** begin Excerpted passage **

Give it your all. Most of my work was at the behest of someone else. I was responsible for all sorts of tasks: from the highly complex to the mind-numbingly untaxing; from the emotionally fraught to the rational and analytic; from holding the attention of hundreds in a conference hall to holding the door open for guest speakers. Doesn’t matter the shape or scope. Bring your best to each task.
Be kind and courteous to everyone. This is arguably the most important one.
The phrase I remember is “Be kind to anyone you meet, for they are fighting a great battle that you know nothing about.”
Some version of this quote has been attributed to Robin Williams. I tracked down an earlier version of the same sentiment. John Watson (1850-1907) was an English minister who wrote fiction under the pseudonym Ian Maclaren. He made this argument for having courtesy as our default aspect when dealing with others (apologies for the default male pronouns):
This man beside us also has a hard fight with an unfavouring world, with strong temptations, with doubts and fears, with wounds of the past which have skinned over, but which smart when they are touched. It is a fact, however surprising. And when this occurs to us we are moved to deal kindly with him, to bid him be of good cheer, to let him understand that we are also fighting a battle; we are bound not to irritate him, nor press hardly upon him…
Nor press hardly upon others. Be gentle in the world of work. Why does this feel more rarely applied than it ought to be?

** end Excerpted passage **
** begin Extracted information **

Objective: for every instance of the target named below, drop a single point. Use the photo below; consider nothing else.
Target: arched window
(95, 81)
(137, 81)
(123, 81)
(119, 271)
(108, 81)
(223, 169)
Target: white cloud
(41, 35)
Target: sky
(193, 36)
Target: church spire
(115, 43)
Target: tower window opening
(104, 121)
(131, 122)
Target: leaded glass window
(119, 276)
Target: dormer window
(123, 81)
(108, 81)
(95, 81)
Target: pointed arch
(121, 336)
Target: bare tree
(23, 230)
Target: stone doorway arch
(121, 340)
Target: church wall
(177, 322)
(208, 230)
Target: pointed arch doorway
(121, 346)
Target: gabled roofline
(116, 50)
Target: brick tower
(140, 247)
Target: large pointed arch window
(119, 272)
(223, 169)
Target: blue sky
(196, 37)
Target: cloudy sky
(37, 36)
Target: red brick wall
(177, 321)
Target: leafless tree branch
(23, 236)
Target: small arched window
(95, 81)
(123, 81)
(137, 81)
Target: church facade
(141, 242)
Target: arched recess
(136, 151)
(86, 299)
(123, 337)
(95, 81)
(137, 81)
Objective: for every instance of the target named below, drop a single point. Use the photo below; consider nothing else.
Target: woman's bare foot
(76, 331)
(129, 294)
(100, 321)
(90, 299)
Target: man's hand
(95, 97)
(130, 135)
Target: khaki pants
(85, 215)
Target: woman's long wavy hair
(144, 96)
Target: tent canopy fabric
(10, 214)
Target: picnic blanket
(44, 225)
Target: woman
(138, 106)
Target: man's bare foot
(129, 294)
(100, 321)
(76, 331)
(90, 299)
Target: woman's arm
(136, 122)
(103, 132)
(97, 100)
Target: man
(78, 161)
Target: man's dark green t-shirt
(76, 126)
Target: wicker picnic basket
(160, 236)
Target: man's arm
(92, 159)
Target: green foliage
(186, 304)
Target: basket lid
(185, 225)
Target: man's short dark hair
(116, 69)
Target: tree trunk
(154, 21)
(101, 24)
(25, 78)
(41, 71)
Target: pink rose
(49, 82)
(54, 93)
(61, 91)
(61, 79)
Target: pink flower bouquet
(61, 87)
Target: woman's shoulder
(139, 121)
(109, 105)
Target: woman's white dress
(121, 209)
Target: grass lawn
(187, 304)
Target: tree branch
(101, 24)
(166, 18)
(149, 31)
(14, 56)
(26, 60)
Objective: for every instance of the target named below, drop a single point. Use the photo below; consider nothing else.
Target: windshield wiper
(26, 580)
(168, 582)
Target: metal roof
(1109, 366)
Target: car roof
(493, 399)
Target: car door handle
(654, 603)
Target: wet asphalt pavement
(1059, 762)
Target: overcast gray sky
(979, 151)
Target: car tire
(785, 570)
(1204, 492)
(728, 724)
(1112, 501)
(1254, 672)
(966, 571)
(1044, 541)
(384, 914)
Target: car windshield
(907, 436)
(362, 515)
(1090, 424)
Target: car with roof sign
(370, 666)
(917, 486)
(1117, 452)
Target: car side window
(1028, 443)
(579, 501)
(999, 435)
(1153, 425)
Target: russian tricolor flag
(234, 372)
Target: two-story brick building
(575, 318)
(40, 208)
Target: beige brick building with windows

** end Extracted information **

:: Problems ::
a – Please set down the section of the workplace advice passage starting at "Give it your" and ending at "to each task.".
b – According to the workplace advice passage, under what pseudonym did John Watson write fiction?
c – In the workplace advice passage, the quoted lines say the man beside us has a hard fight with several things. List each one that follows the word "with."

:: Solved problems ::
a –
Give it your all. Most of my work was at the behest of someone else. I was responsible for all sorts of tasks: from the highly complex to the mind-numbingly untaxing; from the emotionally fraught to the rational and analytic; from holding the attention of hundreds in a conference hall to holding the door open for guest speakers. Doesn’t matter the shape or scope. Bring your best to each task.

b – Ian Maclaren

c –
an unfavouring world
strong temptations
doubts and fears
wounds of the past which have skinned over, but which smart when they are touched